_Selected extract_:
=====

On Thu, Oct 10, 2024, Yan Zhao wrote:
> On Wed, Oct 09, 2024 at 12:23:44PM -0700, Sean Christopherson wrote:
> > Add a lockdep assertion in kvm_unmap_gfn_range() to ensure that either
> > mmu_invalidate_in_progress is elevated, or that the range is being zapped
> > due to memslot removal (loosely detected by slots_lock being held).
> > Zapping SPTEs without mmu_invalidate_{in_progress,seq} protection is unsafe
> > as KVM's page fault path snapshots state before acquiring mmu_lock, and
> > thus can create SPTEs with stale information if vCPUs aren't forced to
> > retry faults (due to seeing an in-progress or past MMU invalidation).

=====

_Extracted information_:
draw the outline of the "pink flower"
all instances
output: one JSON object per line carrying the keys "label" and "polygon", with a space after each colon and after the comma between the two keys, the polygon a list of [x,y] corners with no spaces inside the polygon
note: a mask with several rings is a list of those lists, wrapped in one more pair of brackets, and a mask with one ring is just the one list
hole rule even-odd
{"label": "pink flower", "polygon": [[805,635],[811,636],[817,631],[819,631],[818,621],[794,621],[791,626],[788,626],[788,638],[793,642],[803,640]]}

=====

_What you need to do_:
• 1. Using the KVM email excerpt, explain in one to three sentences why zapping SPTEs without mmu_invalidate_{in_progress,seq} protection is unsafe.
• 2. In the KVM email excerpt, rewrite everything from "On Thu, Oct" down to "slots_lock being held).", substituting "raised" for "elevated".
The rows are separate material and have nothing to do with the KVM email excerpt.

_Solutions_:
• 1. KVM's page fault path takes a snapshot of state before it acquires mmu_lock. So if vCPUs aren't forced to retry faults, it can create SPTEs with stale information. Forcing a retry requires the vCPUs to see an in-progress or past MMU invalidation.

• 2.
On Thu, Oct 10, 2024, Yan Zhao wrote:
> On Wed, Oct 09, 2024 at 12:23:44PM -0700, Sean Christopherson wrote:
> > Add a lockdep assertion in kvm_unmap_gfn_range() to ensure that either
> > mmu_invalidate_in_progress is raised, or that the range is being zapped
> > due to memslot removal (loosely detected by slots_lock being held).